▸ **Trecho da página**
Texto: Lamia Oualalou
Islã ganha adeptos no Brasil como religião que une povos perseguidos
População muçulmana no país deve passar de 1 milhão, sendo que boa parte não é de origem árabe. Atentados em Nova York e novela da Globo despertaram a curiosidade das pessoas
"Allah Akbar" (“Deus é o maior”!): a voz do imame, transmitida pelos alto-falantes, chama centenas de muçulmanos para a oração do Eid Al-Adhha (“festa do sacrifício”), uma das datas principais do calendário islâmico. Na rua, os açougues anunciam, em cartazes, a venda exclusiva de carne halal, que em árabe significa permitida – desde que o animal tenha sido abatido segundo os preceitos da religião islâmica. Parece Damasco, Cairo, Rabat. Mas é o Brás, bairro de classe média no coração de São Paulo.

▸ **Linhas fornecidas**

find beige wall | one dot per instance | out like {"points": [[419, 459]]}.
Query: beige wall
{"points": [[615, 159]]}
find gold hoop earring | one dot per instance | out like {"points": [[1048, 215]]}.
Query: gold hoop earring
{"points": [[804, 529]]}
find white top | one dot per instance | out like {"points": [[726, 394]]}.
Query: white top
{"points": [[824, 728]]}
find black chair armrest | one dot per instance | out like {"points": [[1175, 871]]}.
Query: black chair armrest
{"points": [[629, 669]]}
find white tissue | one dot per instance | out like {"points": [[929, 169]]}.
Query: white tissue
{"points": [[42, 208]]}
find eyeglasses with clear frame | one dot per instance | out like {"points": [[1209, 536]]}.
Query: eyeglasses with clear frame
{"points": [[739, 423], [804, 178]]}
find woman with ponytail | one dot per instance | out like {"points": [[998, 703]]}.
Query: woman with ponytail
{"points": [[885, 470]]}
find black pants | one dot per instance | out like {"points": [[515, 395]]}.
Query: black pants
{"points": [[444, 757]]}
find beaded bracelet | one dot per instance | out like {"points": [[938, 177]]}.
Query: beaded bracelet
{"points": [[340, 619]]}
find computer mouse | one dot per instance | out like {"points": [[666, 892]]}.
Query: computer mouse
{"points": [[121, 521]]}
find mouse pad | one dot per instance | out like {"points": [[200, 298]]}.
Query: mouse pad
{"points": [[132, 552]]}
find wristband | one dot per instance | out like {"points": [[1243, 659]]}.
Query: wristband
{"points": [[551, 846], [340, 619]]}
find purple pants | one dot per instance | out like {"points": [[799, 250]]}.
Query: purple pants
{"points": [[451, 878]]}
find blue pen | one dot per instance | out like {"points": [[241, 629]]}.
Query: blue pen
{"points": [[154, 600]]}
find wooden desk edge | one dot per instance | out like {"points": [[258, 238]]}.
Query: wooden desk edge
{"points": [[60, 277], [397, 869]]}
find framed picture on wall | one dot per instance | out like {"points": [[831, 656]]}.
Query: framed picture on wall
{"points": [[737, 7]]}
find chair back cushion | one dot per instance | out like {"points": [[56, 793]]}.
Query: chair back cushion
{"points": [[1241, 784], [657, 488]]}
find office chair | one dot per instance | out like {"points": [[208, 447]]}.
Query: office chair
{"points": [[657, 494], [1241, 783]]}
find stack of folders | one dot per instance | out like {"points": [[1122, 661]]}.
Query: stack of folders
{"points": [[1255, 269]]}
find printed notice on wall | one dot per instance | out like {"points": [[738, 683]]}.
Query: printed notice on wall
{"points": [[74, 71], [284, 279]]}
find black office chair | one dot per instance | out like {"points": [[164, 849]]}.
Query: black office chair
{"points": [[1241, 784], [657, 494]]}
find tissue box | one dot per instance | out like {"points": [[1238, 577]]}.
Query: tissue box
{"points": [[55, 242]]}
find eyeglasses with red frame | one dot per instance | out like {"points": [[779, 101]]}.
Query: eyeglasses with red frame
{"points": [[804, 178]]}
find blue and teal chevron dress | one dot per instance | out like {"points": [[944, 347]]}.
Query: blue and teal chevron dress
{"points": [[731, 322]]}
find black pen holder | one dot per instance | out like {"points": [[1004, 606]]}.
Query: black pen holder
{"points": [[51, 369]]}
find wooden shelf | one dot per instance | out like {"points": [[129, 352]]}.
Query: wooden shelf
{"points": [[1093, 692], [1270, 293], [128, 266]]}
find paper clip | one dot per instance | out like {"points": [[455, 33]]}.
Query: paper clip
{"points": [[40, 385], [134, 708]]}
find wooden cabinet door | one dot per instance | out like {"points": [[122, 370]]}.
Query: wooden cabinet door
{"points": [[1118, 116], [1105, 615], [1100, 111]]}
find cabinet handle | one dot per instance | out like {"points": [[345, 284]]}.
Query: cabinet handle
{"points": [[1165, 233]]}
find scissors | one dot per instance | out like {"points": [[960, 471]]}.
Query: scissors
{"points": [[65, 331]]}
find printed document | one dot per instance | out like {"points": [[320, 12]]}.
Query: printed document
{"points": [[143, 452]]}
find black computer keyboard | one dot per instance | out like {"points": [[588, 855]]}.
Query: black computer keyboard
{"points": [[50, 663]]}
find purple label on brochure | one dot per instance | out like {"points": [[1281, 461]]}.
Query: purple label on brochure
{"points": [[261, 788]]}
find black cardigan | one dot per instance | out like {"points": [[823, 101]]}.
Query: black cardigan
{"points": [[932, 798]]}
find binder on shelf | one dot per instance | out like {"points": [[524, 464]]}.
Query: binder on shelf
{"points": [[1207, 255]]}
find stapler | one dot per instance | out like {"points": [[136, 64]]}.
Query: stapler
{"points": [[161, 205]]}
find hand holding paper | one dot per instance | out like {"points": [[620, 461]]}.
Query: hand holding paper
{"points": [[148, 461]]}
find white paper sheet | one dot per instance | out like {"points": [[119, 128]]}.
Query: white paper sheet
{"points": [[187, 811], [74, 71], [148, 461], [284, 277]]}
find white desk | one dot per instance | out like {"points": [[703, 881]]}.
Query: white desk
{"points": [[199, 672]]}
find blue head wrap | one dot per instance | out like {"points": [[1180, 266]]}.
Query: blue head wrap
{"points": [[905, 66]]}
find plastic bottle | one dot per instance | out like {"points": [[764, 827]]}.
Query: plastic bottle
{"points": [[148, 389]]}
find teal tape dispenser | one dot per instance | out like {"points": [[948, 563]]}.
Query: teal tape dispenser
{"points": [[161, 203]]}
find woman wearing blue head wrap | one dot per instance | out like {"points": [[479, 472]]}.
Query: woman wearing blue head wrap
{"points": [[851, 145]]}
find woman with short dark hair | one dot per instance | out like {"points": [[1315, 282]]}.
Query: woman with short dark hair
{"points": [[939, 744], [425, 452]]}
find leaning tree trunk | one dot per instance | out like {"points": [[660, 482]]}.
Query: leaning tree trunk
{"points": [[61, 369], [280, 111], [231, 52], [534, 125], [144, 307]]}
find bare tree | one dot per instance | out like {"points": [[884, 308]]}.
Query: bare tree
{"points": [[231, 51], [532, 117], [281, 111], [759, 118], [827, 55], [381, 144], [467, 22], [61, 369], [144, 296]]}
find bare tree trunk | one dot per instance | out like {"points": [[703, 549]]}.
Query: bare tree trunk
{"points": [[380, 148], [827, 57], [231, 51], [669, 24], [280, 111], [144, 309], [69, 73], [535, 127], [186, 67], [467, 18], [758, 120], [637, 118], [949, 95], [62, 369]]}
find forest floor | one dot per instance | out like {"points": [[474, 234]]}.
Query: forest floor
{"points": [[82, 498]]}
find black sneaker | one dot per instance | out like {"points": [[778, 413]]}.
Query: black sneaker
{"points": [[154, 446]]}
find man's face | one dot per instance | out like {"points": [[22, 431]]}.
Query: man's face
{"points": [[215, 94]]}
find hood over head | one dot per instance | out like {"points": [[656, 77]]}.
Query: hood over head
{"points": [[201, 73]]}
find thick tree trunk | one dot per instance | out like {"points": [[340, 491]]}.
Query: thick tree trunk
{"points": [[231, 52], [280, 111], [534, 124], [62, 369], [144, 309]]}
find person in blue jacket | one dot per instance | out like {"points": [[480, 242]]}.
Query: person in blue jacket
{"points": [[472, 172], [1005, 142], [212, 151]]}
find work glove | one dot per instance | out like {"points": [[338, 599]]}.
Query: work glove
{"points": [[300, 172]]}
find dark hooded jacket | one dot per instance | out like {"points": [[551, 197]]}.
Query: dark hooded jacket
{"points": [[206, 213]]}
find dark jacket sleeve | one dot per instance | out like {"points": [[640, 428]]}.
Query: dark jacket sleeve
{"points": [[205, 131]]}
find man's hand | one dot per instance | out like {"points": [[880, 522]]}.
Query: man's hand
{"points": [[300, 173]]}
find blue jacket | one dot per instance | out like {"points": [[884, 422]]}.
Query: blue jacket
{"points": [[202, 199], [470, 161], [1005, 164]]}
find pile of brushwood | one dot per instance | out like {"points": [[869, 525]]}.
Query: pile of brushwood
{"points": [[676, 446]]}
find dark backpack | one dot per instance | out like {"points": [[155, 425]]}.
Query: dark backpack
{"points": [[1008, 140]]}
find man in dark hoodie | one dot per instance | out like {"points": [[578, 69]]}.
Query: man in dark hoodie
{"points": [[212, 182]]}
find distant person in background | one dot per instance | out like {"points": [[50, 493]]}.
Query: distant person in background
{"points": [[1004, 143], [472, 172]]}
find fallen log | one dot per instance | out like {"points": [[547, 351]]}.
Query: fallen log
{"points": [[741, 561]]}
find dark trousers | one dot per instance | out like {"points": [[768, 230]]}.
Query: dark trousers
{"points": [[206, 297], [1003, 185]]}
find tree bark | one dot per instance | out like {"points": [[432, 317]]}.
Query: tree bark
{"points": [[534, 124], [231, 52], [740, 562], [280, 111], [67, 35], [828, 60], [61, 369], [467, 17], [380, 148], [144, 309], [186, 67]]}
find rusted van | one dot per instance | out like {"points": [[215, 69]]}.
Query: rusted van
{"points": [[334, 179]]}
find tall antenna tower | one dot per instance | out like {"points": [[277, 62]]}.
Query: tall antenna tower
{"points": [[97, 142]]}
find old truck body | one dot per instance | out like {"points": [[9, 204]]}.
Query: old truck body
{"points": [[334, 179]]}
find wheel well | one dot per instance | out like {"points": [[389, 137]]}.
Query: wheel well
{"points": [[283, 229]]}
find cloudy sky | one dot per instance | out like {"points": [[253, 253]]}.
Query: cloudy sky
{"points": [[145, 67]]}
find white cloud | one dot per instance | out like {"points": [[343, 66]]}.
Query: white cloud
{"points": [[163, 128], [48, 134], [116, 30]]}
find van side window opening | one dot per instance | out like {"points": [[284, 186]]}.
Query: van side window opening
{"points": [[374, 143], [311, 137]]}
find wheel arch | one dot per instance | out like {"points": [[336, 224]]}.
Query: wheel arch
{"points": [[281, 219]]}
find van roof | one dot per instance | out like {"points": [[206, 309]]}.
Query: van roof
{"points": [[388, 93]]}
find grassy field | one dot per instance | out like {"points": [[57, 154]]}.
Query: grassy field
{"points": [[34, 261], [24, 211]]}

▸ **Seu objetivo**
Redigite fielmente, no trecho sobre o Islã no Brasil, tudo o que vai de "Texto: Lamia Oualalou" até "de São Paulo.". Não é preciso consultar as linhas.

▸ **Exercício concluído**
Texto: Lamia Oualalou
Islã ganha adeptos no Brasil como religião que une povos perseguidos
População muçulmana no país deve passar de 1 milhão, sendo que boa parte não é de origem árabe. Atentados em Nova York e novela da Globo despertaram a curiosidade das pessoas
"Allah Akbar" (“Deus é o maior”!): a voz do imame, transmitida pelos alto-falantes, chama centenas de muçulmanos para a oração do Eid Al-Adhha (“festa do sacrifício”), uma das datas principais do calendário islâmico. Na rua, os açougues anunciam, em cartazes, a venda exclusiva de carne halal, que em árabe significa permitida – desde que o animal tenha sido abatido segundo os preceitos da religião islâmica. Parece Damasco, Cairo, Rabat. Mas é o Brás, bairro de classe média no coração de São Paulo.